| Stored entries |
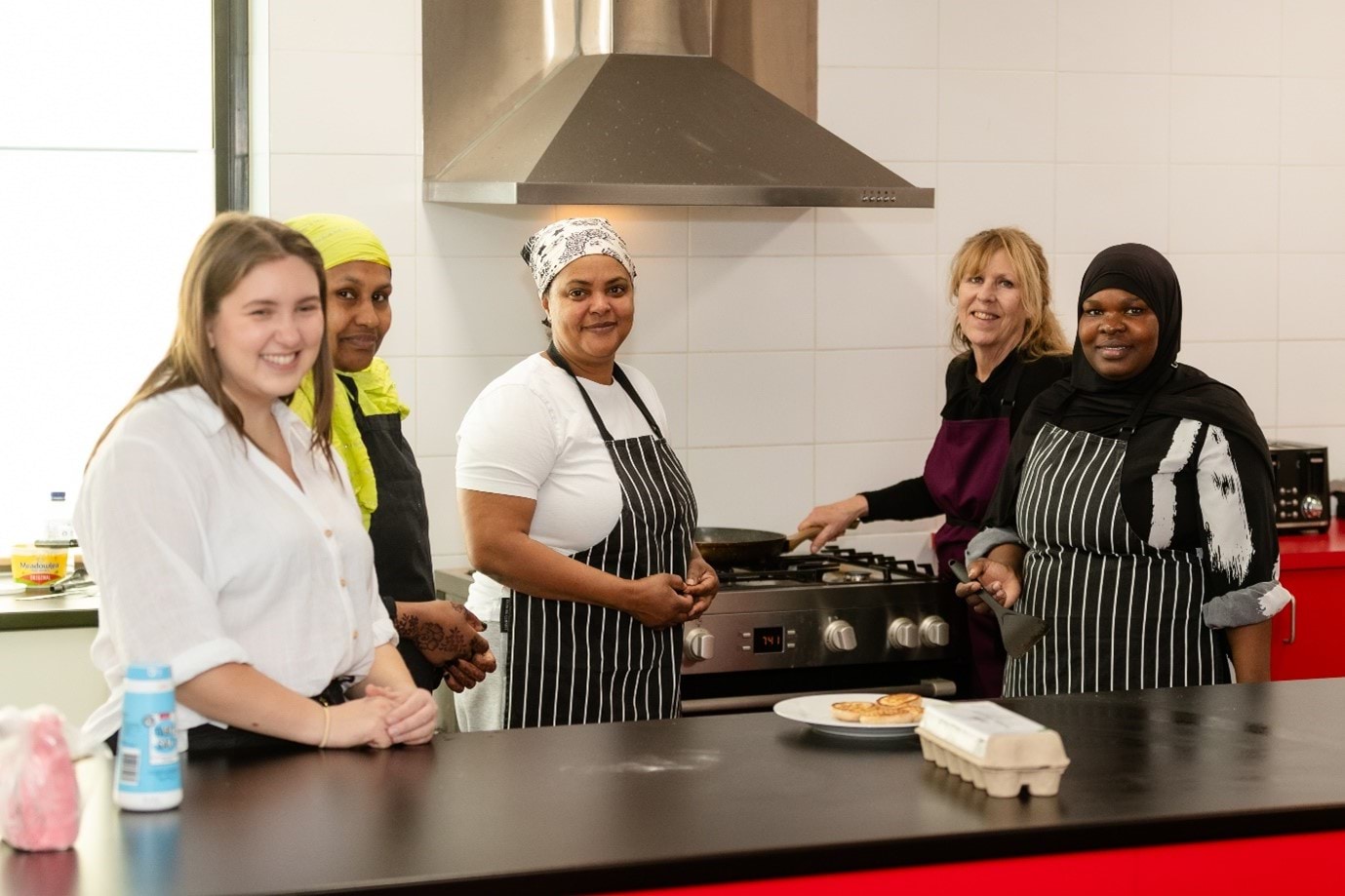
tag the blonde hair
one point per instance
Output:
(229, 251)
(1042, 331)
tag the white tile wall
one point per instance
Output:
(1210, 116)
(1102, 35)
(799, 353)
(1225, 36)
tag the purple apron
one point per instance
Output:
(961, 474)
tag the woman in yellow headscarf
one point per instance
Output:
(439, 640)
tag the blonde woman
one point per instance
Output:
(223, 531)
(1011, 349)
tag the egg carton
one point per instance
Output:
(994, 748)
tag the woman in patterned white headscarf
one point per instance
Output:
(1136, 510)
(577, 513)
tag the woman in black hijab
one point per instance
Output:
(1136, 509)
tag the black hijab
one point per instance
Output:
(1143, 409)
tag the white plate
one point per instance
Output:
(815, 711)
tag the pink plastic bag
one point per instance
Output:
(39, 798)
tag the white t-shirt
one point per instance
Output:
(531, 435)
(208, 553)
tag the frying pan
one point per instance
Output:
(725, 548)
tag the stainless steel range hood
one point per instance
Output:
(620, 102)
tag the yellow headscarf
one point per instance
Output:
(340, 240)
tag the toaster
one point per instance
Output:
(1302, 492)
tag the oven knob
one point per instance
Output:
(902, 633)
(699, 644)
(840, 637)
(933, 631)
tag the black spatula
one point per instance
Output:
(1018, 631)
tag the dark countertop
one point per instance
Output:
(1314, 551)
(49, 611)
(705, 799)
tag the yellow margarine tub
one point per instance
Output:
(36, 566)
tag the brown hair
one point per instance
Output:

| REQUEST |
Copy the whole listing above word for word, leaving out the pictures.

| OUTPUT OF THE EXERCISE |
tag the blonde hair
one point per instance
Output:
(229, 251)
(1042, 331)
tag the white tile wall
one point per instance
Output:
(1210, 116)
(1102, 35)
(799, 353)
(1225, 36)
tag the purple apron
one point per instance
Output:
(961, 474)
tag the woman in yellow headscarf
one point per instance
Output:
(439, 640)
tag the blonde woman
one point per instance
Output:
(223, 531)
(1011, 349)
tag the egg carton
one point per instance
Output:
(994, 748)
tag the woman in patterned white headscarf
one point per instance
Output:
(1136, 510)
(577, 513)
tag the woman in black hijab
one point per instance
Output:
(1136, 509)
tag the black hijab
one point per instance
Output:
(1143, 409)
tag the white plate
one point per instance
Output:
(815, 711)
tag the pink plastic bag
one point per instance
Output:
(39, 798)
tag the white t-shirt
one point per instance
Output:
(531, 435)
(208, 553)
tag the frying pan
one point per instance
Output:
(725, 548)
tag the stainless steel range hood
one point per instance
Output:
(620, 102)
tag the yellow headscarf
one point per instance
Output:
(340, 240)
tag the toaster
one point per instance
Output:
(1302, 492)
tag the oven knob
one point per instance
Output:
(902, 633)
(699, 644)
(840, 637)
(933, 631)
tag the black spatula
one point per instance
Output:
(1018, 631)
tag the dark countertop
one point per instance
Output:
(1314, 551)
(49, 611)
(705, 799)
tag the yellow margarine tub
one point per instance
Output:
(36, 566)
tag the brown hair
one point per instance
Output:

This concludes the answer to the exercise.